Reproduce the first line of the entries that follow and each later line, word for word, ending with the one containing "positive clicks: (422, 214) (306, 275)".

▶

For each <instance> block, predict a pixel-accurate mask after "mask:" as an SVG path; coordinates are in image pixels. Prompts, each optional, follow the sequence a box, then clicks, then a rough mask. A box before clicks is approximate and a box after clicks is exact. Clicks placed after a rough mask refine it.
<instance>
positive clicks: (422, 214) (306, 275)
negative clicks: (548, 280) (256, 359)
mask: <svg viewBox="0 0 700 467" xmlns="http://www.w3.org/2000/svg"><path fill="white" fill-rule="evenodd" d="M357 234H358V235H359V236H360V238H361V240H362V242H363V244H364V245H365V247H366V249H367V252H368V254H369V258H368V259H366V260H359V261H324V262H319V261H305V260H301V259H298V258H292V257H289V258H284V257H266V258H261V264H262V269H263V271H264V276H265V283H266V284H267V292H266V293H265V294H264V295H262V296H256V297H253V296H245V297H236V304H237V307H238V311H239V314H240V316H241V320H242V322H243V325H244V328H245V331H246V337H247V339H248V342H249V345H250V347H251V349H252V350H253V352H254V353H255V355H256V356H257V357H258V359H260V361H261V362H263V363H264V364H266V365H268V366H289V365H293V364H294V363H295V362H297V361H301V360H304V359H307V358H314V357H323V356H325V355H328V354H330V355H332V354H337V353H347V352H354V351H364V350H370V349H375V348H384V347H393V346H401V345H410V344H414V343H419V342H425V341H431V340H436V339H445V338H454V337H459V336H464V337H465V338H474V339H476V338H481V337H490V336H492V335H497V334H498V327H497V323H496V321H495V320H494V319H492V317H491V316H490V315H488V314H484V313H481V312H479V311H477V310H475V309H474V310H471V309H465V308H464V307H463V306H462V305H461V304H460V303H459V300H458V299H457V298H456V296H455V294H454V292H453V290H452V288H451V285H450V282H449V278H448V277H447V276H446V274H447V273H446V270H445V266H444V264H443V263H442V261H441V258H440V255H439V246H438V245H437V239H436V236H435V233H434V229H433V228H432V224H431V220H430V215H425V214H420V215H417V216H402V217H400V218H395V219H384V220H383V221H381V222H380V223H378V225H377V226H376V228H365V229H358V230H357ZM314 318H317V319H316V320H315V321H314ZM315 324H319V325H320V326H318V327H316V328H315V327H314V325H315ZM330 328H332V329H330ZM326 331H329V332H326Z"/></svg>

◀

Output below:
For each <instance> block, predict a pixel-accurate mask after "mask:" as an SVG path; coordinates are in image pixels. Prompts, each optional, follow the sequence a box, then clicks, then a rough mask. A box before clicks is approximate and a box after clicks is exact. Clicks placed after a rough mask refine it.
<instance>
positive clicks: (422, 214) (306, 275)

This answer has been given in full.